ACTIVITY =>
Give back the line containing "In this picture, where can the gray" along with every line after it, exactly, until the entries end.

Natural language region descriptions
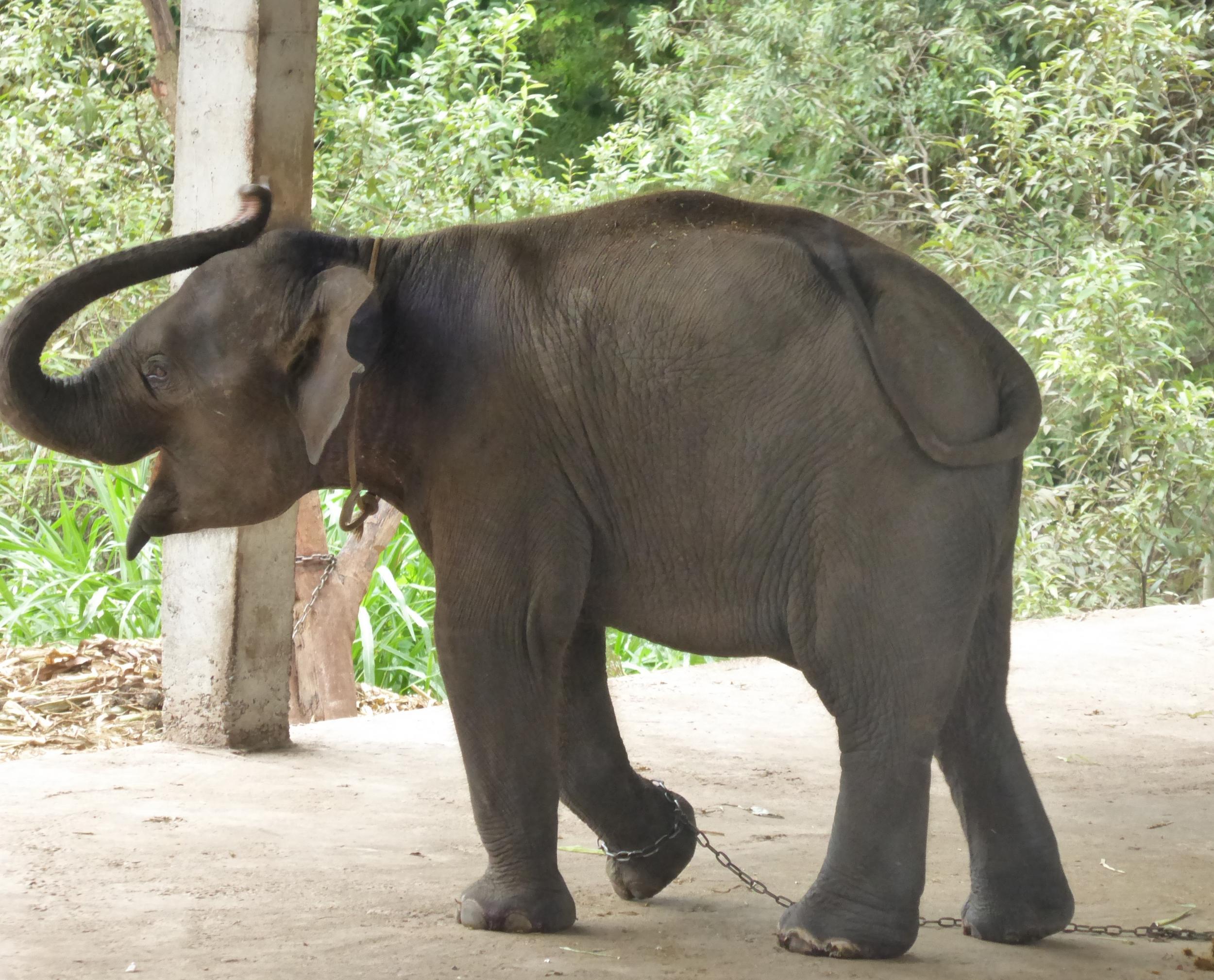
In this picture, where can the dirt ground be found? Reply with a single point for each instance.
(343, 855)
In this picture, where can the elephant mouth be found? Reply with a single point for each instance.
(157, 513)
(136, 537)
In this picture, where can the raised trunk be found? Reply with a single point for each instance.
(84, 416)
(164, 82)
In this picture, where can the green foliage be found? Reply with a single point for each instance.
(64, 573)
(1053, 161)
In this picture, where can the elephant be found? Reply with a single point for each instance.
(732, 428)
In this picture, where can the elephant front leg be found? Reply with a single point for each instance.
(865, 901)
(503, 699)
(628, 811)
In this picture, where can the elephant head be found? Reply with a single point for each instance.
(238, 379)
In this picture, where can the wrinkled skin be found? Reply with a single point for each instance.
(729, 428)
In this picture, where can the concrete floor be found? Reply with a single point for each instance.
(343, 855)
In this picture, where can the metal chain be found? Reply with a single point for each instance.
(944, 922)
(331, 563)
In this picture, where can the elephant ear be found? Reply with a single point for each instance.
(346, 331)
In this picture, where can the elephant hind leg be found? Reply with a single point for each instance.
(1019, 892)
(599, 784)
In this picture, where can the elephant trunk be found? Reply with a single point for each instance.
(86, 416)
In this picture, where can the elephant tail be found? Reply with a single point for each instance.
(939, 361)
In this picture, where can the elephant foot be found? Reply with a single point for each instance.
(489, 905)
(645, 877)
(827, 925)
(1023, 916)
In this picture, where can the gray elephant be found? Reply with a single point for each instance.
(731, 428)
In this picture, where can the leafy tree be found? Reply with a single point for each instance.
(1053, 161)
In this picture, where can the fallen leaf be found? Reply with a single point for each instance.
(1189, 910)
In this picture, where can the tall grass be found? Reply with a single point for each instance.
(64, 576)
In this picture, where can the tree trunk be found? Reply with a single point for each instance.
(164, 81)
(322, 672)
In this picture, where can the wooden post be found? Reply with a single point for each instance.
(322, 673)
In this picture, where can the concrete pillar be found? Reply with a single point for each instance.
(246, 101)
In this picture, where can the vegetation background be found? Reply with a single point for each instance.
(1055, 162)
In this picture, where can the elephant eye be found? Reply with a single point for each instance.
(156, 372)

SOLUTION =>
In this picture, where can the gray elephant be found? Reply with a single point for each instance.
(731, 428)
In this picture, where can the leafy tree be found? Reply with a single point for each instance.
(1053, 161)
In this picture, where can the fallen leaf be found? Reply with a single point for each instance.
(1189, 910)
In this picture, where can the tall grass be found? Reply with a single point for each instance.
(64, 576)
In this picture, where can the tree trunk be found? Reply with a single point for each instance.
(164, 81)
(322, 672)
In this picture, where can the wooden post be found? Reply with a single point for each instance.
(322, 673)
In this picture, where can the concrete pillar be found? Reply with a single point for each instance.
(246, 101)
In this picture, where can the vegetation background be found? Reply with a single point for each instance.
(1055, 162)
In this picture, where can the elephant eye be found? Reply with a single point for each instance.
(156, 372)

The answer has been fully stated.